Babciagramolka

Babciagramolka

Platynowy Ekspert
[Przepisów: 2812]

Bitki wołowe wg Buni :

  • 1
  • TRUDNOŚĆ: średnie
  • CZAS:
         
ocena: 5/5 głosów: 7

Wszystko zależy od jakości mięsa i czasu duszenia.

Bitki wołowe wg Buni :

Składniki:

Bitki wołowe wg Buni :

 

  • 0,6 kg mięsa wołowego tzw. zrazówki
  • 2 czerwone cebule
  • 2 białe cebule
  • 20 suszonych grzybów - lub odpowiednio pokruszonych ( dobrze by było żeby było w tym kilka prawdziwków )
  • sól zmiękczająca do mięs
  • pieprz mielony
  • przyprawa do zup i sosów ( ja dałam kostkę bulionu wołowego )
  • 1 liść laurowy
  • 2 ziela angielskie
  • mąka
  • 5 łyżek oleju
  • 1 łyżka masła

 

Sposób przygotowania:

Bitki wołowe wg Buni :
Mięso oczyścić z zewnętrznych błonek i pokroić w plastry grubości ok. 1 cm .Lekko rozklepać tłuczkiem do mięsa ( przez folię ) .Posypać solą zmiękczająca do mięs i mielonym pieprzem z obu stron . Posmarować każdy kawałek olejem , złożyć je jeden na drugim , zawinąć w folię i zostawić na 30 minut .
Rozwinąć mięso . Oprószyć mąką strząsając jej nadmiar . Na dużej patelni rozgrzać olej ( 3 łyżki ) i masło .Obsmażyć lekko mięso z obu stron tak by sie zarumieniło i przełożyć do garnka . Na patelnię wlać 1 szklankę wody i zagotować - przelać do mięsa .Dodać pokrojone drobno cebule , grzyby, kostkę bulionową lub trochę przyprawy do zup ( nie podaje ile bo to zależy od marki przyprawy - tak na litr wywaru ), liść laurowy , ziele angielskie .Zalać resztą wody .Dusić na małym gazie od 1,5-2 godzin ( czas zależy od jakości mięsa ) - tak by mięso było miękkie a nie rozpadło się . Sos powinien być zagęszczony rozpadającą się cebulą i zredukowany do objętości ok 2 szklanek. Doprawić sos do smaku .Podawać z kaszą na sypko ( gryczana lub jęczmienną ) , ziemniakami lub kluskami np. kopytkami i surówką ( buraczki, kiszone ogórki ).
════════
Zadanie pisemne 1: Przedstaw w formie listy akapit przepisu na bitki wołowe zaczynający się od słów „Mięso oczyścić z zewnętrznych błonek”, zachowując jego najważniejsze informacje.
Zadanie pisemne 2:
Odpowiedz krótko na pytania do przepisu na bitki wołowe:
(a) Ile liści laurowych wymienia lista składników?
(b) Jak długo należy dusić mięso?
(c) Do jakiej objętości powinien zostać zredukowany sos?
Zadanie pisemne 3: Kontynuuj przepis na bitki wołowe od ostatniego zdania, które się w nim znajduje.
Poniższe wiersze stanowią osobny materiał, niezwiązany z przepisem na bitki wołowe.

Surowe dane:
════════
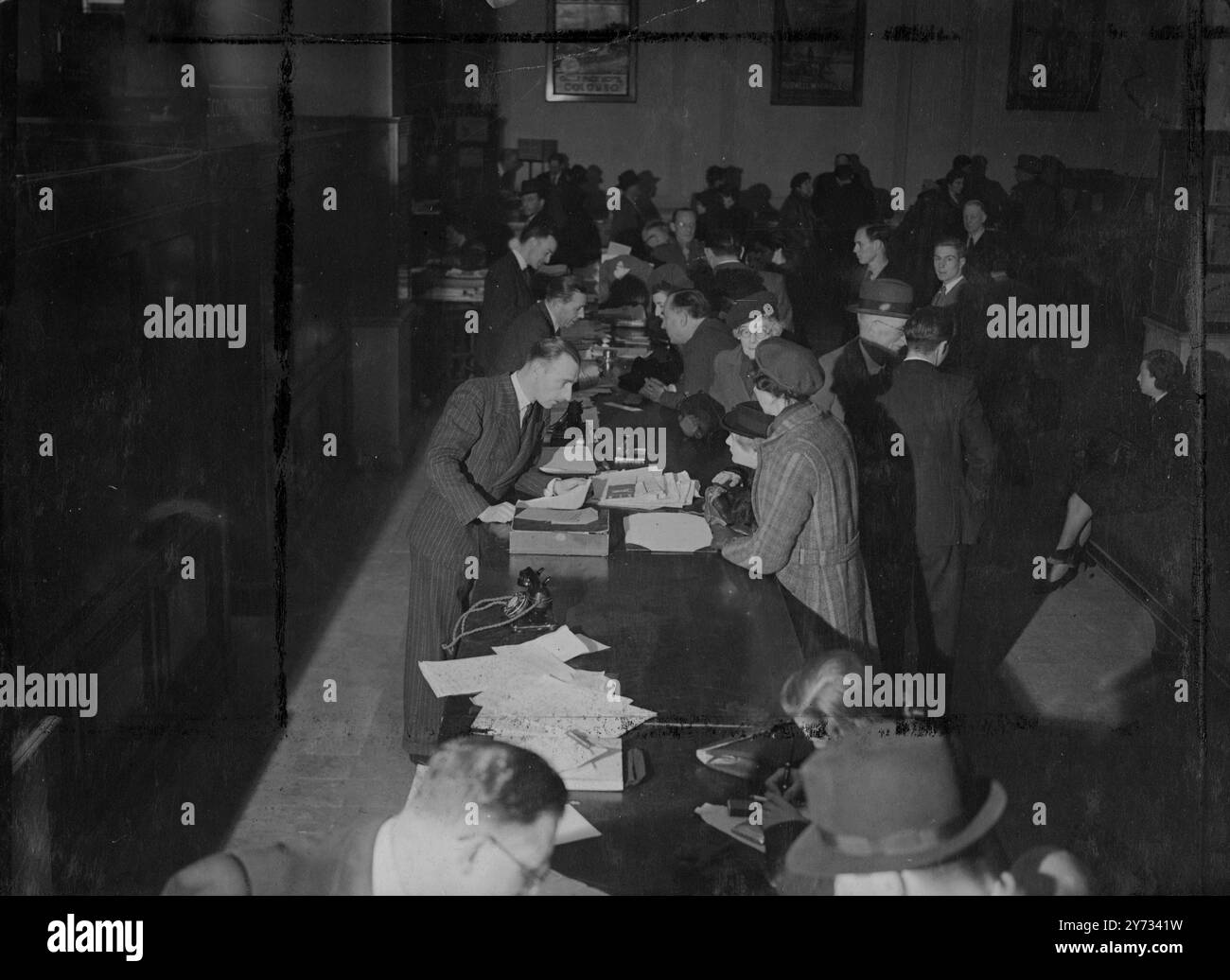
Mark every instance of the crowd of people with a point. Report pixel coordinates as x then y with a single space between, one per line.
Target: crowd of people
════════
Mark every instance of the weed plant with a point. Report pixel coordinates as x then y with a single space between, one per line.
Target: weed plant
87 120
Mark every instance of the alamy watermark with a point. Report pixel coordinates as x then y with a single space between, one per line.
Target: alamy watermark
════════
Odpowiedź pisemna 1:
- Oczyścić mięso z zewnętrznych błonek i pokroić w plastry grubości ok. 1 cm.
- Lekko rozklepać plastry tłuczkiem przez folię.
- Posypać mięso z obu stron solą zmiękczającą do mięs i mielonym pieprzem.
- Posmarować każdy kawałek olejem, ułożyć jeden na drugim, zawinąć w folię i odstawić na 30 minut.

Odpowiedź pisemna 2:
(a) Jeden liść laurowy.
(b) Od 1,5 do 2 godzin na małym gazie.
(c) Do około 2 szklanek.

Odpowiedź pisemna 3:
Używam soli zmiękczającej zamiast zwykłej ze względu na ograniczone zaufanie do jakości wołowiny .Niestety to że mięso wygląda pięknie przy kupowaniu nie znaczy , że będzie ono mięciutkie . To takie zabezpieczenie na wszelki wypadek .
Z refleksji : zauważyłam ,że od kilku lat umiejętności rozbierania mięs dostarczanych do sklepów pozostawiają wiele do życzenia . Pięknie uformowana zrazówka ( z widoku czołowego płata wszystko ok. ) - okazała się ucięta na skos i w związku z tym dalsze bitki wyszły wzdłuż włókien albo część tak a część poprawnie .Horror - chyba trzeba kupować pół wołu i samemu dzielić mięso .W końcu wyszły mięciutkie ale tak nie powinno być .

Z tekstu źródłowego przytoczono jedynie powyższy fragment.